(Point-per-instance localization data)

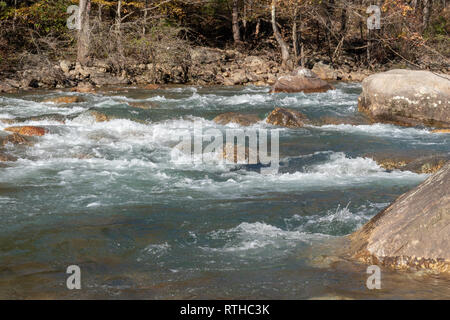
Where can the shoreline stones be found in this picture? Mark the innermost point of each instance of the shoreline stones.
(413, 232)
(301, 80)
(407, 97)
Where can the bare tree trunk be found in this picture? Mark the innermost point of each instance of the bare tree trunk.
(295, 40)
(258, 26)
(427, 6)
(84, 32)
(15, 15)
(235, 22)
(295, 37)
(118, 16)
(344, 20)
(284, 48)
(119, 28)
(100, 12)
(145, 16)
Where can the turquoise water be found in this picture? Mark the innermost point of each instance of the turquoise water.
(118, 199)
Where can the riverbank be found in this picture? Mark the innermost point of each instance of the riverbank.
(117, 198)
(203, 66)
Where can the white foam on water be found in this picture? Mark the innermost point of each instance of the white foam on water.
(259, 235)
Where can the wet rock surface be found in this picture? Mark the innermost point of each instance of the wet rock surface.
(28, 130)
(239, 118)
(413, 232)
(287, 118)
(407, 97)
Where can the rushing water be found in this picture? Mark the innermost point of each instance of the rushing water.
(114, 198)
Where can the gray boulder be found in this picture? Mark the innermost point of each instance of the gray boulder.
(407, 97)
(413, 232)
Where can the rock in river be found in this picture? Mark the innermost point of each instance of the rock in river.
(301, 80)
(239, 118)
(287, 118)
(413, 232)
(28, 130)
(14, 138)
(65, 100)
(407, 97)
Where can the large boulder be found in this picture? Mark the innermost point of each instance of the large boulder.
(301, 80)
(407, 97)
(413, 232)
(287, 118)
(239, 118)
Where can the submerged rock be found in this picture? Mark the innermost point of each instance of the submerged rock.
(287, 118)
(28, 130)
(413, 232)
(99, 117)
(152, 86)
(239, 154)
(407, 97)
(4, 157)
(143, 105)
(64, 100)
(424, 164)
(14, 138)
(239, 118)
(84, 87)
(301, 80)
(441, 131)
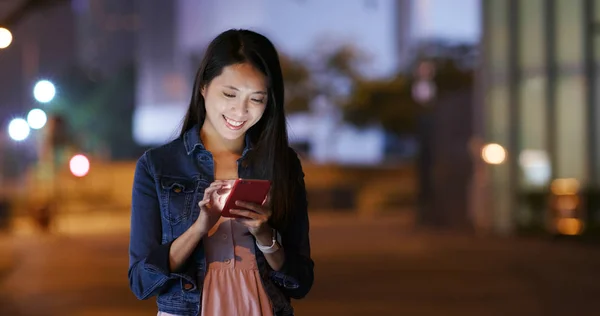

__Problem__
All of the data is to be returned exactly, with no pictures included.

__Solution for this task__
Where can the shoreline stones be found in this picture? Mark the innermost point of each instance of the shoreline stones.
(413, 232)
(301, 80)
(407, 97)
Where can the bare tree trunk be found in this picture? Mark the innermost point of each instance of the bare tree trunk.
(295, 40)
(258, 26)
(427, 6)
(84, 32)
(15, 15)
(235, 22)
(295, 37)
(118, 16)
(344, 20)
(284, 48)
(119, 28)
(100, 12)
(145, 16)
Where can the turquoise water be found in this picture? Mark the innermost point of each instance of the turquoise water.
(118, 199)
Where can the riverbank be found in this picture? Mark the innermost point of each instance of the riverbank.
(117, 198)
(203, 66)
Where can the white foam on water be found in this picture? Mark the innermost point of each instance of the white foam on water.
(259, 235)
Where can the wet rock surface be found in this picture? Mark the innermost point of each instance of the wet rock surface.
(28, 130)
(239, 118)
(413, 232)
(287, 118)
(407, 97)
Where can the rushing water be found in this picture? Mark the innermost point of each instance of the rushing water.
(114, 198)
Where can the gray boulder be found in this picture? Mark the innermost point of each instance of the gray boulder.
(407, 97)
(413, 232)
Where can the rock in river be found in this picture? Mark the innermost point of each instance of the rock in river.
(301, 80)
(239, 118)
(287, 118)
(413, 232)
(28, 130)
(14, 138)
(65, 100)
(407, 97)
Where can the large boulder be found in this picture? Mark the innermost point of each instance of the large boulder.
(301, 80)
(407, 97)
(413, 232)
(287, 118)
(239, 118)
Where can the submerged rock be found in this picture? Mark the innermost point of each instance of the submerged rock.
(287, 118)
(28, 130)
(413, 232)
(99, 117)
(152, 86)
(239, 154)
(407, 97)
(4, 157)
(143, 105)
(64, 100)
(424, 164)
(14, 138)
(239, 118)
(84, 87)
(301, 80)
(441, 131)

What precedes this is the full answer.